**DIRECTIONS**
Which lines in the items below contain the string "vegetation"? Return each of those lines in full, treating uppercase and lowercase as different.

● ● ●

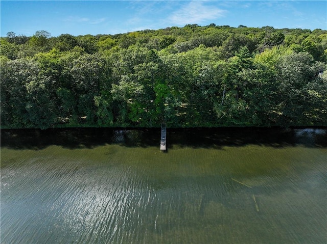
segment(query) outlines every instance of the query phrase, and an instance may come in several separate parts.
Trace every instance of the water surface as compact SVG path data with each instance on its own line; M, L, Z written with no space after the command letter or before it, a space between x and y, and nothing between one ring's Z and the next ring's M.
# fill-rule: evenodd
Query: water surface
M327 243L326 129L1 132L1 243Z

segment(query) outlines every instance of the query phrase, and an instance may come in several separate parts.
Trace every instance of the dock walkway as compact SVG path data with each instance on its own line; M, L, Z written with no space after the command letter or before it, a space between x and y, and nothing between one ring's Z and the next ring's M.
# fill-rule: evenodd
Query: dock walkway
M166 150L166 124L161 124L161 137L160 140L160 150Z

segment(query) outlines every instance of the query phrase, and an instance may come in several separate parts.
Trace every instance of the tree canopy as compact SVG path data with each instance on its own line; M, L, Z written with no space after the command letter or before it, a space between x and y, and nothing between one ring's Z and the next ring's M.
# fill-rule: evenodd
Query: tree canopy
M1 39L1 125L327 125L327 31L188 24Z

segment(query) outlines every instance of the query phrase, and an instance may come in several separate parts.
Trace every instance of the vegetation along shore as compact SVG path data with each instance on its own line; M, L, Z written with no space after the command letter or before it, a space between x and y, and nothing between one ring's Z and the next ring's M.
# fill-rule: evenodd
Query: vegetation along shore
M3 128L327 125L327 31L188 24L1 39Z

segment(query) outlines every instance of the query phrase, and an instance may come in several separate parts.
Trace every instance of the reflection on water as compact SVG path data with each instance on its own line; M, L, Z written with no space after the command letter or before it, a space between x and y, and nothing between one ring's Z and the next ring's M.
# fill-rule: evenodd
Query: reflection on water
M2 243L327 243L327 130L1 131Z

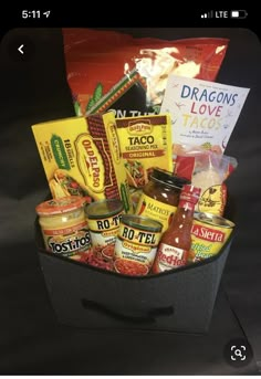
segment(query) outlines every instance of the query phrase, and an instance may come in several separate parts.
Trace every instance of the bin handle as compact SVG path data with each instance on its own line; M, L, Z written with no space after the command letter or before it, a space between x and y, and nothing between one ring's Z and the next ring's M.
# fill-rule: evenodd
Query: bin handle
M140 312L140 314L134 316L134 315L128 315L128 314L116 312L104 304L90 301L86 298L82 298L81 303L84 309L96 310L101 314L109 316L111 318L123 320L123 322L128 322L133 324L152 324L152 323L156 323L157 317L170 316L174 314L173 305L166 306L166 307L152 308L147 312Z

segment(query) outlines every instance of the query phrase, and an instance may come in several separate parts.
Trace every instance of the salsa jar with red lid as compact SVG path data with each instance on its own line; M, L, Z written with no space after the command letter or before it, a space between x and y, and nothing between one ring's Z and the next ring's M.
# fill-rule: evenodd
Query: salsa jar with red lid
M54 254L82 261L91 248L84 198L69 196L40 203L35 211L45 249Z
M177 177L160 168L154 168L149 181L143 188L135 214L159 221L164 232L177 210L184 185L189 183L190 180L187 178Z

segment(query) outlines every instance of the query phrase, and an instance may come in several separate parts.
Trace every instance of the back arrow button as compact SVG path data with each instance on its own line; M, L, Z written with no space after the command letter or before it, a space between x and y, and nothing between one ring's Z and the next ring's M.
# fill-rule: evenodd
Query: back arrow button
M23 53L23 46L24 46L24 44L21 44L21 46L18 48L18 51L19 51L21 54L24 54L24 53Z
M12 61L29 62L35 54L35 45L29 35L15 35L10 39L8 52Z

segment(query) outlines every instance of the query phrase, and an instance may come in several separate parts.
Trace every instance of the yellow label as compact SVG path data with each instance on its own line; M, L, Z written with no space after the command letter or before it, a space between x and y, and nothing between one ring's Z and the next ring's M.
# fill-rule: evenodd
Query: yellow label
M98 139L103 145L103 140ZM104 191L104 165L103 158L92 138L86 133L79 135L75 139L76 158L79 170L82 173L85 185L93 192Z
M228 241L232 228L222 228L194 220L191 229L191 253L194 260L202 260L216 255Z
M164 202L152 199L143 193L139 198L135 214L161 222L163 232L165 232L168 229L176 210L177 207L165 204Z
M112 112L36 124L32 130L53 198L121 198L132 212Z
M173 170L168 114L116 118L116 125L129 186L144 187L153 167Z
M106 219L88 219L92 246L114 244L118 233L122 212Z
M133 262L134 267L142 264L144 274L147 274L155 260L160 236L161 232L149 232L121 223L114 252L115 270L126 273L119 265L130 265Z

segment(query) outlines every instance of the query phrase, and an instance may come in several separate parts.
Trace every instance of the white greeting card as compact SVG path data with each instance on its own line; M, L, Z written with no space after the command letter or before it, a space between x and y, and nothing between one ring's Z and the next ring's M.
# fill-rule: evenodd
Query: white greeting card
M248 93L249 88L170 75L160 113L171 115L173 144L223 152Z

● ● ●

**THE RESPONSE**
Trace every instance of the vegetation along shore as compact SVG path data with each instance on its own line; M, L, Z written with no space after the command letter or before it, a space between x and y, and nothing between one ring's Z and the next ring's M.
Query: vegetation along shore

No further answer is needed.